### Exercise:
Copy out everything from the line containing "truck front fender" down to the line containing "45 74 L 47 97", inclusive. Reproduce those lines verbatim and nothing else.

--- START Input material ---

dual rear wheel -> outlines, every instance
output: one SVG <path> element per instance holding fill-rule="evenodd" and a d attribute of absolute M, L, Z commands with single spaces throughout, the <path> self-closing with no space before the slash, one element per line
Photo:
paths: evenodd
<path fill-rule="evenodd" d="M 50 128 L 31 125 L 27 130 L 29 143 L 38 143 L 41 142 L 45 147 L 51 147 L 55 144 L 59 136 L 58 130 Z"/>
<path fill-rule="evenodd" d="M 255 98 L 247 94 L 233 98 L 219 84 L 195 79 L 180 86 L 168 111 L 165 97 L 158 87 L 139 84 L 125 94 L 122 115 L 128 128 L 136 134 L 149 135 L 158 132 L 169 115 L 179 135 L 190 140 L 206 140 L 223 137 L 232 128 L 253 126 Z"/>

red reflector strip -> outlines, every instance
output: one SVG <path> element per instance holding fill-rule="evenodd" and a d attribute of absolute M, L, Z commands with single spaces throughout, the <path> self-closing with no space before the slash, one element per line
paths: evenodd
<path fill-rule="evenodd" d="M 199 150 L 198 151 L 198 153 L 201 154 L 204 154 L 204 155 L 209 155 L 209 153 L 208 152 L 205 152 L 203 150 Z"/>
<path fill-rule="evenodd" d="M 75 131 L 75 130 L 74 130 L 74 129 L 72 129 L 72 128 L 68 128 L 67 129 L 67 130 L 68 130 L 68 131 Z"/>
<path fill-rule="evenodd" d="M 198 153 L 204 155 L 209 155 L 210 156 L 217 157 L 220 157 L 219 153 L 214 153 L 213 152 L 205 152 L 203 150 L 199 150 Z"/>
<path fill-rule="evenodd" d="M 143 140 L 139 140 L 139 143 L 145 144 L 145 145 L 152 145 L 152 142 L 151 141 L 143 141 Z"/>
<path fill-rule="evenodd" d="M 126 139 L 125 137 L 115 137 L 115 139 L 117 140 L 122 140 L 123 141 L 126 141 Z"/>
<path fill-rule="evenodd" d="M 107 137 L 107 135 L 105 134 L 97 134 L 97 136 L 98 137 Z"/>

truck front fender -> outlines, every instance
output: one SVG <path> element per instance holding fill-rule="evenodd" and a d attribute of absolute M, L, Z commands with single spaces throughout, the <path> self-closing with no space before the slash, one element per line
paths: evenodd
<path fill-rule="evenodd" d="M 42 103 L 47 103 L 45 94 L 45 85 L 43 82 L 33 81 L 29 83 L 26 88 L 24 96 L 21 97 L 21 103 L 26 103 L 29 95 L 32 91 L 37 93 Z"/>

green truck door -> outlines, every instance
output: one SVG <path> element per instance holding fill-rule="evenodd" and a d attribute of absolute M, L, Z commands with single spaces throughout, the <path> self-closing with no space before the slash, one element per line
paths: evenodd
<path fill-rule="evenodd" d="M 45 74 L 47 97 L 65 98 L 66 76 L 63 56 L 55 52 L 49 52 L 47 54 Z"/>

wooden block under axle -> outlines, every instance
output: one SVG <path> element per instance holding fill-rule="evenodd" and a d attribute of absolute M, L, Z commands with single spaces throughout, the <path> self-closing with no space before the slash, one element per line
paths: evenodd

--- END Input material ---

### Response below:
truck front fender -> outlines, every instance
output: one SVG <path> element per instance holding fill-rule="evenodd" and a d attribute of absolute M, L, Z commands with single spaces throughout, the <path> self-closing with no space before the slash, one element per line
paths: evenodd
<path fill-rule="evenodd" d="M 42 103 L 47 103 L 45 94 L 45 85 L 43 82 L 33 81 L 29 83 L 26 88 L 24 96 L 21 97 L 21 103 L 26 103 L 29 95 L 32 91 L 37 93 Z"/>

green truck door -> outlines, every instance
output: one SVG <path> element per instance holding fill-rule="evenodd" and a d attribute of absolute M, L, Z commands with single spaces throughout, the <path> self-closing with no space before the slash, one element per line
paths: evenodd
<path fill-rule="evenodd" d="M 45 74 L 47 97 L 65 98 L 66 76 L 63 56 L 55 52 L 49 52 L 47 54 Z"/>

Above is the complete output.